(Dataset records)
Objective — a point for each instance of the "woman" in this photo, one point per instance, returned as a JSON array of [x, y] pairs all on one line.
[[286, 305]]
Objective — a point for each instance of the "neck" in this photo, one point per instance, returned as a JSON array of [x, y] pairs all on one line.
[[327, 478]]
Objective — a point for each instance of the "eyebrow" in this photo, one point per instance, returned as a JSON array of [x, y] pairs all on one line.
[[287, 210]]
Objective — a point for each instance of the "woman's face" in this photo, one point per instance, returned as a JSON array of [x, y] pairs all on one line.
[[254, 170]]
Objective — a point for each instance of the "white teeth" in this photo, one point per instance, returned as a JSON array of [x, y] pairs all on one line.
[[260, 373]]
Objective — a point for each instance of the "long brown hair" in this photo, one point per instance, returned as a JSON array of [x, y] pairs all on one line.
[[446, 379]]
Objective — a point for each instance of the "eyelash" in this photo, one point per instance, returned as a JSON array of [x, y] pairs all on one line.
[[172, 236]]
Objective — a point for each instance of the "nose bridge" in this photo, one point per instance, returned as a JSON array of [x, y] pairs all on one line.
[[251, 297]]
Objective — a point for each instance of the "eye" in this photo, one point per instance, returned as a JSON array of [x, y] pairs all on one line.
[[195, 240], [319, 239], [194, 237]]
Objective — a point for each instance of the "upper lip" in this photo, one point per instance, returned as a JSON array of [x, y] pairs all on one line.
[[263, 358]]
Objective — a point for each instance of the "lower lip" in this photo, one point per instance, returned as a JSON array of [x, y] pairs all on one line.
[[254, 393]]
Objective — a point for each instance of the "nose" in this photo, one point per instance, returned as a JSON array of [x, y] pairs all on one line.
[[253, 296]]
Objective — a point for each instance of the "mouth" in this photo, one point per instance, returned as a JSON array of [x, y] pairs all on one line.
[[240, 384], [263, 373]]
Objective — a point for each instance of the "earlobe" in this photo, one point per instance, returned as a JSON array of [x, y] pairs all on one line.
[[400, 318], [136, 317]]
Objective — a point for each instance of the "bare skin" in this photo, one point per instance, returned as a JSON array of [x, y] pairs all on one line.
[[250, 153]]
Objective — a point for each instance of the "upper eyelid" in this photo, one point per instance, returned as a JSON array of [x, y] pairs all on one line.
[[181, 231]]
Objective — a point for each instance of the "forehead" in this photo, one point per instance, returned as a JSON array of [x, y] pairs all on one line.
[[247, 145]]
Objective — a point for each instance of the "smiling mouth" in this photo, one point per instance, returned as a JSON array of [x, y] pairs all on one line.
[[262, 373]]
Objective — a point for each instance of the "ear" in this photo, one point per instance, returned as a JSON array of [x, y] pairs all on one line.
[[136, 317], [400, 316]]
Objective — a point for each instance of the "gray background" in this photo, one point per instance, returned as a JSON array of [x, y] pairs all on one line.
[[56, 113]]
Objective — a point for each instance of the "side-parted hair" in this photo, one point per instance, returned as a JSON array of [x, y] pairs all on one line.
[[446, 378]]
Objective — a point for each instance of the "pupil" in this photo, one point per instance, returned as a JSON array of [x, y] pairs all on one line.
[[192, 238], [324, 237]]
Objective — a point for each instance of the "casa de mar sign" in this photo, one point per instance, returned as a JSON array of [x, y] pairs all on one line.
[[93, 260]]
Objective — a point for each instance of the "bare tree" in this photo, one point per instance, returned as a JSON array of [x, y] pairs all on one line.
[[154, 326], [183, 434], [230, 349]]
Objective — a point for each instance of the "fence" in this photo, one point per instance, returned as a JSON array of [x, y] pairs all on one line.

Aim of the task: Rewrite the listing above, replacing every occurrence of "JSON array" with "JSON list" and leaving everything else unchanged.

Task response:
Objective — a point for each instance of the "woman" in this photo, one point per instance, returned as a JSON list of [x, y] pairs all on one line.
[[286, 305]]
Objective — a point for each instance of the "neck" in this photo, one point per instance, returned as a JSON list of [x, y] pairs all on one line.
[[327, 478]]
Objective — a point for each instance of the "eyebrow" in this photo, one point per instance, returned as a JSON list of [x, y] pairs all on one line.
[[287, 210]]
Objective — a point for each instance of the "woman's face" in this photo, one point per instance, returned as a JSON list of [x, y] pairs all on one line.
[[254, 170]]
Objective — a point for each instance of the "white teeth" in this photo, one point per instance, returned as a JSON list of [x, y] pairs all on one line.
[[260, 373]]
Objective — a point for each instance of the "long brown hair" in this photo, one point per instance, returned as a JSON list of [x, y] pairs all on one line.
[[446, 379]]
Objective — a point for each instance of the "eyelash" in this photo, one point per instance, returned as a JSON list of [x, y] pairs all on one line.
[[172, 236]]
Objective — a point for each instance of the "nose bridge" in this photo, one point per instance, returned as a JSON list of [x, y] pairs all on one line.
[[251, 297]]
Objective — a point for each instance of the "eye" in this photo, one point per instance, returned as a JSON list of [x, y] pairs all on one line.
[[195, 240], [319, 239], [194, 237]]
Objective — a point for each instance of the "upper lip" in this photo, one point per instance, returned as a JSON list of [x, y] pairs all on one line.
[[263, 358]]
Objective — a point for each instance of the "lower lip" in this photo, one point per instance, returned as a JSON list of [x, y] pairs all on one line.
[[254, 393]]
Objective — a point for each instance of the "nose" in this photo, one point per instance, returned as a JSON list of [x, y] pairs all on one line.
[[253, 296]]
Objective — a point for each instance of the "mouth" in this photo, one point per instance, returned as a JSON list of [x, y] pairs all on one line.
[[240, 384], [263, 373]]
Objective — a point for each instance of the "earlobe" in this photo, one point per instance, returned as a JSON list of [x, y] pairs all on one line.
[[400, 318], [136, 317]]
Objective — a point for each instance of the "bare skin" in this photo, one point per instance, returned as a JSON list of [x, y] pairs all on one line.
[[250, 153]]
Objective — a point for each instance of the "upper eyelid" in this photo, one point per instance, returned as a JSON list of [x, y] pairs all on one line.
[[181, 231]]
Objective — a point for each instance of the "forehead" in this photo, one point per instance, returned as a JSON list of [x, y] pairs all on one line.
[[247, 145]]
Objective — a point for each instance of the "smiling mouth" in this photo, one point per instance, returned as a JSON list of [x, y] pairs all on one line.
[[262, 373]]
Objective — a point for each instance of the "ear" in this photo, one point per instance, returned as a JSON list of [x, y] pairs all on one line.
[[136, 317], [400, 316]]
Objective — a point for each instance of the "gray background" in this photo, one point per instance, returned as a JSON list of [x, y] pairs all on one line.
[[56, 113]]
Objective — a point for each instance of the "side-parted hair" in this photo, one point per instance, returned as a JSON list of [x, y] pairs all on one line.
[[446, 378]]
Objective — a point for each instance of the "pupil" in this photo, one point per instance, returned as a JSON list of [x, y] pairs all on one line.
[[192, 238], [324, 237]]
Objective — a point for each instance of the "casa de mar sign" in this photo, one point per instance, returned as a JSON list of [x, y] pairs all on one line.
[[93, 260]]
Objective — a point for each instance of the "bare tree" in this photo, one point per instance, returned as a JSON list of [x, y] pairs all on one line.
[[154, 326], [183, 434], [230, 349]]
Objective — a point for each instance of the "fence" in this photo, one point per instance, returned as a JSON list of [x, y] pairs all on one line.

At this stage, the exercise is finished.